#### Problem requirements
Convert the lines from the one containing "the elderly man with white hair" through the last line into a numbered list, skipping any blank lines and leaving out everything before that range.

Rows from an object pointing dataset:
++++++++++

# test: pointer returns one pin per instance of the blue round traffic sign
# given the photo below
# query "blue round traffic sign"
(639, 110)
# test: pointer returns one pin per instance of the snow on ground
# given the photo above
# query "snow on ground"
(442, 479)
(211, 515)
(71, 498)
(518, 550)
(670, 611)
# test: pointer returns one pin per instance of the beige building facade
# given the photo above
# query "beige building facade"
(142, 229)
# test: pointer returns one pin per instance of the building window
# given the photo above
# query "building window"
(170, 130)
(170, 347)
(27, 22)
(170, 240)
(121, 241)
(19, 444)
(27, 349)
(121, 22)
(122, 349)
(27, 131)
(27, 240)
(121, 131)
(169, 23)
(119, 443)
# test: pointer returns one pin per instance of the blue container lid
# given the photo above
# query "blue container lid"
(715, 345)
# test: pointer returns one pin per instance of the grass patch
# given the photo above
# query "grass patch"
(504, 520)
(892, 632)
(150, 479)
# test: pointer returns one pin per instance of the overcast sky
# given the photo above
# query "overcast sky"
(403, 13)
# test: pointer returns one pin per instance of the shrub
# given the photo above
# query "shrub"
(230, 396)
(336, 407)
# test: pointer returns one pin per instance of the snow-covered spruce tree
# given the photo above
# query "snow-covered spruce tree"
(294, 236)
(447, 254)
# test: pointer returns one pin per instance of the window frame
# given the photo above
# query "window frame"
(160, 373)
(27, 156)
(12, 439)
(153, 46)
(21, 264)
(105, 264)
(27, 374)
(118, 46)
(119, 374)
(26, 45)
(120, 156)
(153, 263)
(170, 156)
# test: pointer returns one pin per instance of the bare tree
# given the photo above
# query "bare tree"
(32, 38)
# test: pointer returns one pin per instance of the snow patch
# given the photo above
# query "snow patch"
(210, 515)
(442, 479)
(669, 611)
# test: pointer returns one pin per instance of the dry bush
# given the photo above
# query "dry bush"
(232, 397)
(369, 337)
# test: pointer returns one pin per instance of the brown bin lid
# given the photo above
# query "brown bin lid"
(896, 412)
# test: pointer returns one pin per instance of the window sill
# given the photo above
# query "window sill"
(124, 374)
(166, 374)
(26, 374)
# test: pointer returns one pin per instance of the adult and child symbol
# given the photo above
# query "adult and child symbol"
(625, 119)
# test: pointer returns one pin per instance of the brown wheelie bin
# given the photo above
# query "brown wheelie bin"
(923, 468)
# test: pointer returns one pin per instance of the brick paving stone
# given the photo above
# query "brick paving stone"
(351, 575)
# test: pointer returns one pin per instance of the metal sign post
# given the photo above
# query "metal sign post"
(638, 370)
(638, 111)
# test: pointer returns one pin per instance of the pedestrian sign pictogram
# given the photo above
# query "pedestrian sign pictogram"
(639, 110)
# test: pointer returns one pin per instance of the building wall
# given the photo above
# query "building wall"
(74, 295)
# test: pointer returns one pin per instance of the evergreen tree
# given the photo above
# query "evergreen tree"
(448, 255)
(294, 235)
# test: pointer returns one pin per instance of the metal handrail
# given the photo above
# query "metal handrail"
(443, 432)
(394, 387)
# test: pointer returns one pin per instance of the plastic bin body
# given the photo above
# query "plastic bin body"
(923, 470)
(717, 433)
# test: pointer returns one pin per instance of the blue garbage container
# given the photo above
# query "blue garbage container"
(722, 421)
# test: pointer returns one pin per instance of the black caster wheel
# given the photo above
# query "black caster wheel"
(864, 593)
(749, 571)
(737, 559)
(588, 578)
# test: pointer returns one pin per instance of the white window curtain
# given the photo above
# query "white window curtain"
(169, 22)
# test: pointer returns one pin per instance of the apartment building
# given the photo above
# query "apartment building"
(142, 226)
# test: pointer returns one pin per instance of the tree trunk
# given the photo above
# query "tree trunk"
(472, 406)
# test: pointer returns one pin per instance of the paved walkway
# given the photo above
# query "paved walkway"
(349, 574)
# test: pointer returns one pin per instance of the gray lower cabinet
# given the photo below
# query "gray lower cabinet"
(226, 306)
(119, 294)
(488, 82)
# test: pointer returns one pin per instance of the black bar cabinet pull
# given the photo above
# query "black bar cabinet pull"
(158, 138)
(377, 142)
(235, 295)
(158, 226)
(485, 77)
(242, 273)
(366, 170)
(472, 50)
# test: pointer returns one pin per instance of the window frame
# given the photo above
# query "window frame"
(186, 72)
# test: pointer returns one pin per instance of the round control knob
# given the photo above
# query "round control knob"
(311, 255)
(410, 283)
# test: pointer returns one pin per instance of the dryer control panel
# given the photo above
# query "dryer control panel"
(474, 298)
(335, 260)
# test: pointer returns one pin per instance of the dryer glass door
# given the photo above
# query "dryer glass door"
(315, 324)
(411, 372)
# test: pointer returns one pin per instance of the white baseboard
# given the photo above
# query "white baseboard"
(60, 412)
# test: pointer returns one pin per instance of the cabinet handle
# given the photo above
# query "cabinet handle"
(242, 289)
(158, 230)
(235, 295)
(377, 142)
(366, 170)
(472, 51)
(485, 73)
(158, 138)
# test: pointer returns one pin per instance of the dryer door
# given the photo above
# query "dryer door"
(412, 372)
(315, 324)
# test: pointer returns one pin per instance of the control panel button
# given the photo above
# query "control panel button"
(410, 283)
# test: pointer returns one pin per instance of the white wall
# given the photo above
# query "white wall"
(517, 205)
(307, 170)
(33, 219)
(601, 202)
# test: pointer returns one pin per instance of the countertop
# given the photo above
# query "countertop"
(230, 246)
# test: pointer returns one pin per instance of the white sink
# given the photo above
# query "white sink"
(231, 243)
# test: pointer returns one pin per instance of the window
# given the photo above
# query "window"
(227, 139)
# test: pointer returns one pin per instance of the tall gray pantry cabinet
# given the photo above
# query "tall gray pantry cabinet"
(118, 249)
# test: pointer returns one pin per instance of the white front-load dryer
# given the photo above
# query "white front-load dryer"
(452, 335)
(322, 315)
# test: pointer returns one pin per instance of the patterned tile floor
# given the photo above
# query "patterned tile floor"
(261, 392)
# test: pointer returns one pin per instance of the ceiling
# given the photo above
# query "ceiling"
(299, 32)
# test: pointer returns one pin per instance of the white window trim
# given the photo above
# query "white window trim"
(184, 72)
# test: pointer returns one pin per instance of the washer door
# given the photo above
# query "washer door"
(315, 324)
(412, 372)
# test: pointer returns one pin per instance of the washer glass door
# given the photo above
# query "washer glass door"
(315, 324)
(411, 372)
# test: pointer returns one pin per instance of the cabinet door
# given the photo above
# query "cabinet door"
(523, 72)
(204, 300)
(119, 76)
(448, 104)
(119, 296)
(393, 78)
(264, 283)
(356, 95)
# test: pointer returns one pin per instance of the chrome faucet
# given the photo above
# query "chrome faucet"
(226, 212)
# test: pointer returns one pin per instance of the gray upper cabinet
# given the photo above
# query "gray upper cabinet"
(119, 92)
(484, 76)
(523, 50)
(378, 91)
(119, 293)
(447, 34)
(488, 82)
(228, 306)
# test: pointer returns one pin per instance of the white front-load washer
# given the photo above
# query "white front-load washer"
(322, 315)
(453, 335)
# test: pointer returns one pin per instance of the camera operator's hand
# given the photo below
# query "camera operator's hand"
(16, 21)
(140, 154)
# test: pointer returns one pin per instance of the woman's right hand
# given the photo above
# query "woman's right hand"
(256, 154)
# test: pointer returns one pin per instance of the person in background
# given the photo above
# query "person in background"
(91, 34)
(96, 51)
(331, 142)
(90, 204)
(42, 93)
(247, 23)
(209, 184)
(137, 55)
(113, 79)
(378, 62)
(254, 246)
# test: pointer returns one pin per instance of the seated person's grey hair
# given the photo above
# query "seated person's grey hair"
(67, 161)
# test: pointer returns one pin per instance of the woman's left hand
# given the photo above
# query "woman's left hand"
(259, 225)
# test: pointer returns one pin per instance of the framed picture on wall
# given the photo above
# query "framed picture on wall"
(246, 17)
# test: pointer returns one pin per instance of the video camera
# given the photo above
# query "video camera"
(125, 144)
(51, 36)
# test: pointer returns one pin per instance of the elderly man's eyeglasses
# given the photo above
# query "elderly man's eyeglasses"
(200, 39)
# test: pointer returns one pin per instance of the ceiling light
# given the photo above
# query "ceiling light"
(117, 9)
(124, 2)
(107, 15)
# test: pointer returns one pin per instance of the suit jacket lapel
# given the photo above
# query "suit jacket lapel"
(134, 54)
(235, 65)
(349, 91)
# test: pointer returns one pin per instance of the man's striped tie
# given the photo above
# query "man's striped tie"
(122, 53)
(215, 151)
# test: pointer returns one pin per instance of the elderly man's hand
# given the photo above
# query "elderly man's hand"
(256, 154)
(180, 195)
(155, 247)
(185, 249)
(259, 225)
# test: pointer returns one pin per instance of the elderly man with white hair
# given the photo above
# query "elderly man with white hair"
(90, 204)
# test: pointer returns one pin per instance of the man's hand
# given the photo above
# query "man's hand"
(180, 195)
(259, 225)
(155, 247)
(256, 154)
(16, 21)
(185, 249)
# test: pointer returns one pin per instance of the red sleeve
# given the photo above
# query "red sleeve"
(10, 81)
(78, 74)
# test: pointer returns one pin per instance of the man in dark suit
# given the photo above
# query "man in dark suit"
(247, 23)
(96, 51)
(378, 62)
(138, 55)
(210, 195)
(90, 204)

++++++++++

#### Task solution
1. # test: pointer returns one pin per instance of the elderly man with white hair
2. # given the photo above
3. # query "elderly man with white hair"
4. (90, 204)
5. # test: pointer returns one pin per instance of the man's hand
6. # given the photo above
7. # query "man's hand"
8. (180, 195)
9. (259, 225)
10. (155, 247)
11. (256, 154)
12. (16, 21)
13. (185, 249)
14. # test: pointer returns one pin per instance of the red sleeve
15. # given the photo above
16. # query "red sleeve"
17. (10, 81)
18. (78, 74)
19. # test: pointer returns one pin per instance of the man in dark suit
20. # given the photo above
21. # query "man in dark suit"
22. (247, 23)
23. (96, 51)
24. (378, 62)
25. (138, 55)
26. (210, 195)
27. (90, 204)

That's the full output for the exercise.